[Stored items]
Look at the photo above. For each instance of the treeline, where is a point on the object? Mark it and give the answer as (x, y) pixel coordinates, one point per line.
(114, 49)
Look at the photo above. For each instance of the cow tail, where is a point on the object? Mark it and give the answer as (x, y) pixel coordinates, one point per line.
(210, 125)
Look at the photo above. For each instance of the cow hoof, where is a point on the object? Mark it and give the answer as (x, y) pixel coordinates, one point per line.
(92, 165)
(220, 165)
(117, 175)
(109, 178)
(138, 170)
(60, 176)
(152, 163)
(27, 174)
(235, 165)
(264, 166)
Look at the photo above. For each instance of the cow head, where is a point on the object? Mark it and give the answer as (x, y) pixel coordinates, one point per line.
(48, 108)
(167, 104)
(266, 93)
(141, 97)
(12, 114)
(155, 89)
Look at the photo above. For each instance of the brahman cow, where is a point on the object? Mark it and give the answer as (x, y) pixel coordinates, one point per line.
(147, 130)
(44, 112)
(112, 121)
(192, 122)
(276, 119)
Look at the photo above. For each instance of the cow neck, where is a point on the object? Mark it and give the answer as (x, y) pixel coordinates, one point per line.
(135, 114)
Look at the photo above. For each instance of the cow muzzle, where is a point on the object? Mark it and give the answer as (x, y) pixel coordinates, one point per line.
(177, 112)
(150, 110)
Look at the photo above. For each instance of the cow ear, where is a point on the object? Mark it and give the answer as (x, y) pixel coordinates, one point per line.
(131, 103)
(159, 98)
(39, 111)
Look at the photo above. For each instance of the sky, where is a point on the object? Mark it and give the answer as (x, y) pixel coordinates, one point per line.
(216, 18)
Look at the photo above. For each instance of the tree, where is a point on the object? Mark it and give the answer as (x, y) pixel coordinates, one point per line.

What this task involves:
Transcribe all of the material exactly. Omit nothing.

Task solution:
Look at the photo above. For each instance of the treeline, where is a point on the object? Mark it and give the answer as (x, y) pixel coordinates, one point per line.
(114, 49)
Look at the photo above. For each instance of the cow tail, where is a point on the object? Mark it and give the answer as (x, y) pixel coordinates, one point per line.
(210, 125)
Look at the photo above. For each instance of the cow hoof, where is a point on the object? Mark it and give the answer as (x, y) pixel coordinates, one point per line.
(92, 165)
(220, 165)
(117, 175)
(109, 178)
(138, 170)
(60, 176)
(152, 163)
(27, 174)
(235, 165)
(264, 166)
Look at the photo above. For each instance of the cow head, where is a point on the object? Mark it and give the answer as (x, y) pixel coordinates, one point per line.
(48, 108)
(167, 104)
(266, 93)
(141, 97)
(12, 114)
(155, 89)
Look at the photo above. For each instance of the brahman cow, where is a point on the object? Mark it and give the answer as (x, y) pixel coordinates, one point per line.
(147, 130)
(44, 112)
(112, 121)
(192, 122)
(276, 119)
Look at the photo above. For each instance of the cow neck, where is a point on the object? Mark it and give the answer as (x, y) pixel coordinates, one point per line.
(135, 114)
Look at the photo above. For each instance of the cow muzzle, where is a point on the object? Mark it and give the answer as (x, y) pixel coordinates, one point per line.
(177, 112)
(150, 110)
Look at the photo above. For each instance of the cow ear, where is a point on the object? Mark it and give the answer as (x, y) pixel coordinates, one point per line.
(131, 103)
(159, 98)
(39, 111)
Look at the photo above. For each instance of the sky, where is a point on the object? Mark it and give the answer as (x, y) pixel coordinates, one point per line.
(216, 18)
Look at the photo above. For each instance of the tree, where is a point on the object? Mark it and give the answer as (x, y) pixel coordinates, one point per line.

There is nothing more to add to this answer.